- **Jobs**:
#1 In the forum thread, after how many days does scottnicholson say people can no longer get a refund?
#2 Using the forum thread, explain why JeanThree will probably leave a review only for a book they think is amazing.
#3 Copy the passage of the forum thread starting with "## scottnicholson (Jan" and going on through "(Feb 22, 2009)".

- **Selected text**:

——

How many people do you know who buy hundreds of DTBs in a year?


----------



## scottnicholson (Jan 31, 2010)

I agree, Eric, I think there is a lot of impulse shopping and a lot of stockpiling, especially of the cheaper editions. On the one hand, it's great to get a sale, and people can't get a refund after seven days. On the other hand, it's nice to be read, and people can't get a refund after seven days.

Scott Nicholson
The Red Church


----------



## JeanThree (Feb 22, 2009)

Several reasons--1. it takes a lot of time 2. I've read many books and thought they were "just ok", I'm not going to leave a bad review unless it is horrible, so the so-so books don't get reviewed. 3. Some books have so many reviews I don't they they "need" another.4. I buy lots of books but only have time to read a small percentage.

I probable will only leave a review of a book I think is AMAZING! because I think a 3 or under rating would hurt the author's sales and I am not going to do that.

——

- **Supplied data**:

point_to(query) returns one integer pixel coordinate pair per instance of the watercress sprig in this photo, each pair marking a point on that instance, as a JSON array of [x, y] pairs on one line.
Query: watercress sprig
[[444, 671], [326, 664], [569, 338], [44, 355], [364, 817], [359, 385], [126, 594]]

——

- **Answers to the exercise**:
#1 Seven days.

#2 JeanThree thinks a rating of 3 or under would hurt the author's sales and does not want to do that. JeanThree also won't leave a bad review unless a book is horrible, so the so-so books go unreviewed.

#3
## scottnicholson (Jan 31, 2010)

I agree, Eric, I think there is a lot of impulse shopping and a lot of stockpiling, especially of the cheaper editions. On the one hand, it's great to get a sale, and people can't get a refund after seven days. On the other hand, it's nice to be read, and people can't get a refund after seven days.

Scott Nicholson
The Red Church


----------



## JeanThree (Feb 22, 2009)